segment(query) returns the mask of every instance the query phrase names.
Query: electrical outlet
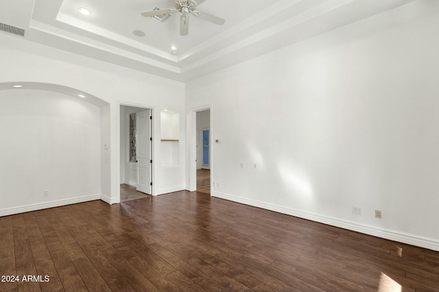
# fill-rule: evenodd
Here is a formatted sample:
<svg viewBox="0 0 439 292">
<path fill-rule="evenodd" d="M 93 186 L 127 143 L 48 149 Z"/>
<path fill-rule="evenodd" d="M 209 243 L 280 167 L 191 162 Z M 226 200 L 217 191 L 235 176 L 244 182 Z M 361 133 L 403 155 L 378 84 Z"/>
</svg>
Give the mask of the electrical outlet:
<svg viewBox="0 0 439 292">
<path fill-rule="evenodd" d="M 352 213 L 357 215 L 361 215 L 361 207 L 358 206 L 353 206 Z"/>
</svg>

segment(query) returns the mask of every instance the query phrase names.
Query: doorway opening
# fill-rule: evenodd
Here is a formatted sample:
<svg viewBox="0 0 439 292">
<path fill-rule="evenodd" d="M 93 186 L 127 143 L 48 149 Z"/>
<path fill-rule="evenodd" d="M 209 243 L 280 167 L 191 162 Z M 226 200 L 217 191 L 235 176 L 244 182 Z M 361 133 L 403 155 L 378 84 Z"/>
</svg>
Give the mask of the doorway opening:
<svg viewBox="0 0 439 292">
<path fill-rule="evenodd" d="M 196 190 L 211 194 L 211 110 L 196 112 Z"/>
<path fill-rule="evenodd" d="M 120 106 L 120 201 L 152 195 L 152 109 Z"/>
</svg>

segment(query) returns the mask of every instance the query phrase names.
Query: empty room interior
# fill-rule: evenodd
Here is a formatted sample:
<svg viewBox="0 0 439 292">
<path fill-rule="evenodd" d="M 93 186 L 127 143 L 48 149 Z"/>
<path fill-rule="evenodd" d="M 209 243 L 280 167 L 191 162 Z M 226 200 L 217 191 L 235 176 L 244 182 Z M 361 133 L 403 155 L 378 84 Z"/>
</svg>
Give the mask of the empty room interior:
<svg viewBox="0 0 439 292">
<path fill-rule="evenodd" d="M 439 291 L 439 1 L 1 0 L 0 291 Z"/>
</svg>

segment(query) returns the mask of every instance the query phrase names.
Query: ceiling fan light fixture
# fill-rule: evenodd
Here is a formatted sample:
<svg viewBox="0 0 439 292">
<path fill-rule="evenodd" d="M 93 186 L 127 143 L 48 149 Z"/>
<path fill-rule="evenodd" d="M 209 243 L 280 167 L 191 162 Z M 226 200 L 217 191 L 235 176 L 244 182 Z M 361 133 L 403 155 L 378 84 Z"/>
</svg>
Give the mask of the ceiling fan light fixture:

...

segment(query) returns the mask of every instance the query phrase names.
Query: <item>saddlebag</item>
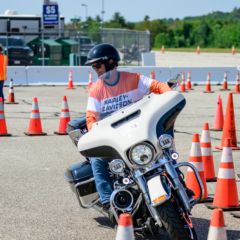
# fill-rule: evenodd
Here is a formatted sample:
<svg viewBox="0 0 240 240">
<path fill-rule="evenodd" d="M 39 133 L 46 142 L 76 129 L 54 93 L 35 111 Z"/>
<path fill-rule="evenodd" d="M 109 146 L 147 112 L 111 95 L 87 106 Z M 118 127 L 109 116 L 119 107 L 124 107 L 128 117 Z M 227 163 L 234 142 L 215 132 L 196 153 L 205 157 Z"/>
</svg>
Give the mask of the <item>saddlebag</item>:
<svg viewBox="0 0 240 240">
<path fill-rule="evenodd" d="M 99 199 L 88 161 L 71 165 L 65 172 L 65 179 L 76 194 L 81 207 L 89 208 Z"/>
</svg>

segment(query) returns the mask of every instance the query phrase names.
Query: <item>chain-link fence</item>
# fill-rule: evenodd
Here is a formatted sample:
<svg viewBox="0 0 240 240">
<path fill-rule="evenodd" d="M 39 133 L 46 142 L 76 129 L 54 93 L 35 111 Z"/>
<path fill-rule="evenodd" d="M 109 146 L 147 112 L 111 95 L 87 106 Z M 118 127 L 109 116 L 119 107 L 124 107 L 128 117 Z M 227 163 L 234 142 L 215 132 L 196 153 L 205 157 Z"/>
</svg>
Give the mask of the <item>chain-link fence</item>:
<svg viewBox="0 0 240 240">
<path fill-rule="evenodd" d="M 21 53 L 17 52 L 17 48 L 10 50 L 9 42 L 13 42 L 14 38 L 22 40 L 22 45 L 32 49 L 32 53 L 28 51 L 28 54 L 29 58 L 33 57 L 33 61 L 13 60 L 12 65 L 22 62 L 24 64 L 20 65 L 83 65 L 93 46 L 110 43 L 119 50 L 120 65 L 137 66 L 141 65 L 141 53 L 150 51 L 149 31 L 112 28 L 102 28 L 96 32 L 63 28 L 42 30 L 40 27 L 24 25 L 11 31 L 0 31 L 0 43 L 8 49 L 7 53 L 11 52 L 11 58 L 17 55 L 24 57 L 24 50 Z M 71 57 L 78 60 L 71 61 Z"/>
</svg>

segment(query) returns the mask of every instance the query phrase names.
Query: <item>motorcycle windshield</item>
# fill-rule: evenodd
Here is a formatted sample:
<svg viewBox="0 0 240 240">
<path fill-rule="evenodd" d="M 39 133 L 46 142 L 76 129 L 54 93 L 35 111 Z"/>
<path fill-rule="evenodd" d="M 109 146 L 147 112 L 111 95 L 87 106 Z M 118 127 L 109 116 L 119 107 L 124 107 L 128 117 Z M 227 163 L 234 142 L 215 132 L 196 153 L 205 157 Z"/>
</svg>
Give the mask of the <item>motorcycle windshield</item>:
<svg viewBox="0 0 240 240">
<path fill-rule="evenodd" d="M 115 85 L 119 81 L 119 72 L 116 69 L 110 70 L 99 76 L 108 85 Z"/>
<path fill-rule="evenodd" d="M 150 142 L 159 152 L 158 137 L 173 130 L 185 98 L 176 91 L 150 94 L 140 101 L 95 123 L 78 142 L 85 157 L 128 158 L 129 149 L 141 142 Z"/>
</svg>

» **Stated task**
Find every line in the listing above that contains the string "windshield", matching case exactly, and copy each of those lines.

» **Expected answer**
Query: <item>motorcycle windshield</item>
Give the mask of the <item>motorcycle windshield</item>:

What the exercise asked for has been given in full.